| Task goal |
Put the stretch from the line containing "[outline] white bracket" through the line containing "51 168 L 51" into a numbered list, skipping any blank lines.

--- start of Record set ---

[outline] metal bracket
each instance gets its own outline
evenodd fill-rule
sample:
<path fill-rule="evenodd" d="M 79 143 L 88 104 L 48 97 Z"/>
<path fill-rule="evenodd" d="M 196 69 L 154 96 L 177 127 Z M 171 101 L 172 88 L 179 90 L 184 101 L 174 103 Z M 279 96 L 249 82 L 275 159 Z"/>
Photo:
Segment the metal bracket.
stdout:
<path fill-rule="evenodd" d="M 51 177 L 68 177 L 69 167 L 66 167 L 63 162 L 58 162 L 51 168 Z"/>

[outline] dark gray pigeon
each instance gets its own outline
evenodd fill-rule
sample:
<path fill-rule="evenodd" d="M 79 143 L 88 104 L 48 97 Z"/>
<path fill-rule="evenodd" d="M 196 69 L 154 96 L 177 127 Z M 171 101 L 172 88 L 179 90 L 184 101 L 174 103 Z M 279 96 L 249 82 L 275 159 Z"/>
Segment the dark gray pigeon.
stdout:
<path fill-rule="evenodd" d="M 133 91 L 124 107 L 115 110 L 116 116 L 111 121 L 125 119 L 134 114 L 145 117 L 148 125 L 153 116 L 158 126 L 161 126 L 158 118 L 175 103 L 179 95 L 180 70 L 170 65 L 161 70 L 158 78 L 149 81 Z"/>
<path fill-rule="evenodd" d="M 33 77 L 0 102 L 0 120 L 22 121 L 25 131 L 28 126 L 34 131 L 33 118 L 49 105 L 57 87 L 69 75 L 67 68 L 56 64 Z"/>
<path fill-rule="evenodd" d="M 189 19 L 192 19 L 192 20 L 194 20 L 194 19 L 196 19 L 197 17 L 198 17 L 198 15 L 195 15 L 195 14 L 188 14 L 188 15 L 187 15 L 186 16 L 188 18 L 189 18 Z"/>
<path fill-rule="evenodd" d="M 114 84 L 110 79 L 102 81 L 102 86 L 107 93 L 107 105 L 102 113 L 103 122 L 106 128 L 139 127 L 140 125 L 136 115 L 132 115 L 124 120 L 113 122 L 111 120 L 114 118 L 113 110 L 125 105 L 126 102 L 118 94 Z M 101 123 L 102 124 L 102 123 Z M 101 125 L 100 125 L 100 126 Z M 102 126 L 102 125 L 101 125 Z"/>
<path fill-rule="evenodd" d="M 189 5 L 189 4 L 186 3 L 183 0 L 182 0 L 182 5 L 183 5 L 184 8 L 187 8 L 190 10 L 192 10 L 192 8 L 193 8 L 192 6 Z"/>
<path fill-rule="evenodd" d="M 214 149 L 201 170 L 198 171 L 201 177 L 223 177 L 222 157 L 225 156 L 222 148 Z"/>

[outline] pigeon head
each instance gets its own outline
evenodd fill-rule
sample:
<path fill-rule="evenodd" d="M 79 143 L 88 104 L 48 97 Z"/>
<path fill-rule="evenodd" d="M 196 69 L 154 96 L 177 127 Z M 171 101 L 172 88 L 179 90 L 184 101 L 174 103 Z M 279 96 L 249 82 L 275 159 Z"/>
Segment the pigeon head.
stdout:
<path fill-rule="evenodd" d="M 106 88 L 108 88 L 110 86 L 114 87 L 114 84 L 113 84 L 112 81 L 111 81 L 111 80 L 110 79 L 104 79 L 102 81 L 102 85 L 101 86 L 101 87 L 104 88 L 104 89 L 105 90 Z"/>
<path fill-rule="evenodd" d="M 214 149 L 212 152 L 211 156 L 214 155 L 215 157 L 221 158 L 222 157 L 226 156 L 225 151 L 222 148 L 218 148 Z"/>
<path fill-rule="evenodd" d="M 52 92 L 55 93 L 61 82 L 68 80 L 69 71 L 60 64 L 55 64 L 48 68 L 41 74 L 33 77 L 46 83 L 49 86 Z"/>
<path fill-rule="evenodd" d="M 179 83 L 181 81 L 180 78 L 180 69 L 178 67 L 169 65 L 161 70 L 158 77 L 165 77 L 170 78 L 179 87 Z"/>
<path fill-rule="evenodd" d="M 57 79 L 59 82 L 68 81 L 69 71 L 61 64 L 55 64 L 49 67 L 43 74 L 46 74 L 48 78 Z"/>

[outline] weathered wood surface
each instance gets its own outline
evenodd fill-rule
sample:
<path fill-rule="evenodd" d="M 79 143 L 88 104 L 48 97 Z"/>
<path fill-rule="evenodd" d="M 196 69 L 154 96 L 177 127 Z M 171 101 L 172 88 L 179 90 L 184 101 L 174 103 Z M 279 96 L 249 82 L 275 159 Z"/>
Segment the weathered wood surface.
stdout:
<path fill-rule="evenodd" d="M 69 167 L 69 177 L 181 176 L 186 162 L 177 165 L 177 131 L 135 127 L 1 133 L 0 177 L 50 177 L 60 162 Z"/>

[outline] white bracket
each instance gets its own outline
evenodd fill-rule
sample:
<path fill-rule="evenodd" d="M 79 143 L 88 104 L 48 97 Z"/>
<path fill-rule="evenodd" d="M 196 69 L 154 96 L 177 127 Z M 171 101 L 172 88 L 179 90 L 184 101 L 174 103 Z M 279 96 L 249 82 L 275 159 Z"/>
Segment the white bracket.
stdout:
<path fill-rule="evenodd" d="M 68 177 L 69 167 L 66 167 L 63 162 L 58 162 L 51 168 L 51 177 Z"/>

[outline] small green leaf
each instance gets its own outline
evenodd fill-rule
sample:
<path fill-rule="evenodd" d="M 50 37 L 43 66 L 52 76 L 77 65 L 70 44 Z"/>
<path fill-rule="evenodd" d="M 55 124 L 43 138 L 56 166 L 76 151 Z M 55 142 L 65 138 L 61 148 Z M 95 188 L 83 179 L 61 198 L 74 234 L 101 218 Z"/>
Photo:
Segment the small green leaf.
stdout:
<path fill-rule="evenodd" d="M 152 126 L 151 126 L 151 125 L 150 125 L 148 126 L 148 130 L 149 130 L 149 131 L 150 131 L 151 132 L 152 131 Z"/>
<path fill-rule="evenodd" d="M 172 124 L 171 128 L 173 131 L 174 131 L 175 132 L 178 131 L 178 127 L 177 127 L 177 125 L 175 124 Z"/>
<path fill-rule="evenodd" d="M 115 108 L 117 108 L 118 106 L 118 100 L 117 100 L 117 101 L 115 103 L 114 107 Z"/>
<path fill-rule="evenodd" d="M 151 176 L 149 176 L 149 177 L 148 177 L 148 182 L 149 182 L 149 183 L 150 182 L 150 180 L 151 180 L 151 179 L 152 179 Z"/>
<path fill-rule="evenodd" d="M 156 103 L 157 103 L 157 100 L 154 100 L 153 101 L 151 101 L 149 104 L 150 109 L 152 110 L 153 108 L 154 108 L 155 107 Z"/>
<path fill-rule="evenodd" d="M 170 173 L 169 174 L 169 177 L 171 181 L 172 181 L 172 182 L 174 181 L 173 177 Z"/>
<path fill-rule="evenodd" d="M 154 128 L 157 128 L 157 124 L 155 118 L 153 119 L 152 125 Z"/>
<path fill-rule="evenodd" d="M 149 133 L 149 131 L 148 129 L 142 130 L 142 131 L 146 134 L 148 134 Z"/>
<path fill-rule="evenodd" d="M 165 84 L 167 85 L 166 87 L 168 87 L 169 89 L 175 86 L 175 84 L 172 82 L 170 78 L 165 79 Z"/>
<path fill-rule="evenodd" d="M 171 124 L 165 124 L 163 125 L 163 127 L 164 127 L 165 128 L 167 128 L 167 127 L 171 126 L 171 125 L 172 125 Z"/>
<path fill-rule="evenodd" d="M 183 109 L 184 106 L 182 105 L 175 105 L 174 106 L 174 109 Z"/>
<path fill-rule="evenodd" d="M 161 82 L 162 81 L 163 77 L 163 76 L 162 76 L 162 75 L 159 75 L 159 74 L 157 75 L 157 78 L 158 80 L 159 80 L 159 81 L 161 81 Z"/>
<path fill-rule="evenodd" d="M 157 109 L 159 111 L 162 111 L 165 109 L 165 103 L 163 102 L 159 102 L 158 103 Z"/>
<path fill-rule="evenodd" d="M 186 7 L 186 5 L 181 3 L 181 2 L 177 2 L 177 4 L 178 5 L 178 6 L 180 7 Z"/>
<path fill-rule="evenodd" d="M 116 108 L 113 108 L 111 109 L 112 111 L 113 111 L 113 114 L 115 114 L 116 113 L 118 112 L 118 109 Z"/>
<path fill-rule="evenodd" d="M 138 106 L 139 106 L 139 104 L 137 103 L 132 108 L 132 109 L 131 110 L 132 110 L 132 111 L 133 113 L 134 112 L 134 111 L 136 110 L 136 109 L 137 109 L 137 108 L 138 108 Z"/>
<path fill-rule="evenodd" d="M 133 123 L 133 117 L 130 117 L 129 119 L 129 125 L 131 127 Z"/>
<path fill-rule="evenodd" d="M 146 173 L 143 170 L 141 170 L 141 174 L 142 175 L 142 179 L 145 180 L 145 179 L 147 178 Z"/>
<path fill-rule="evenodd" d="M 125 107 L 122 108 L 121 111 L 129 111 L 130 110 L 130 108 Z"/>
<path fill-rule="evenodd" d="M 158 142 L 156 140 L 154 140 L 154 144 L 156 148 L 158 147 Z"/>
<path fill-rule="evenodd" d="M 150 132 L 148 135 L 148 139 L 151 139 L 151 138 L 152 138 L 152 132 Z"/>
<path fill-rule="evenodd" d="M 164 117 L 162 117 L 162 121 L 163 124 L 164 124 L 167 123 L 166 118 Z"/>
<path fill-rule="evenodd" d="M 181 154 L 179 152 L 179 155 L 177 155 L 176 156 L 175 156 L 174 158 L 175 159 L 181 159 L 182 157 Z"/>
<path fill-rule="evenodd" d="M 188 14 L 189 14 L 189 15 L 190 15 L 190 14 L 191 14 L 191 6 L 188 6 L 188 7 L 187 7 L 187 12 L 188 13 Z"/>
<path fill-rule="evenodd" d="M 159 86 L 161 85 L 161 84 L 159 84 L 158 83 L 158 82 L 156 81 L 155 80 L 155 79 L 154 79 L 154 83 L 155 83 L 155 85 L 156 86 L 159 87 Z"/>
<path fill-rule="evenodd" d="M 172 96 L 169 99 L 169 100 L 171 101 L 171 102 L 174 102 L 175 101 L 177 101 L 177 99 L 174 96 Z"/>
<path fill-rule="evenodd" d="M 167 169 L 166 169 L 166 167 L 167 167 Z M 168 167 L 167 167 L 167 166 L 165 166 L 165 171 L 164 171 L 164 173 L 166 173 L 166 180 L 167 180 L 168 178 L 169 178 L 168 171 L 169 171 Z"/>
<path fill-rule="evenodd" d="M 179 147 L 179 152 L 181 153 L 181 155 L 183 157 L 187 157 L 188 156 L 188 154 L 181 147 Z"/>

--- end of Record set ---

| Response |
1. [outline] white bracket
2. each instance gets its own outline
3. evenodd fill-rule
4. sample:
5. <path fill-rule="evenodd" d="M 79 143 L 88 104 L 48 97 Z"/>
6. <path fill-rule="evenodd" d="M 196 69 L 154 96 L 177 127 Z M 171 101 L 172 88 L 179 90 L 184 101 L 174 103 Z M 279 96 L 249 82 L 275 159 Z"/>
7. Segment the white bracket.
8. stdout:
9. <path fill-rule="evenodd" d="M 68 177 L 69 167 L 66 167 L 63 162 L 58 162 L 51 168 L 51 177 Z"/>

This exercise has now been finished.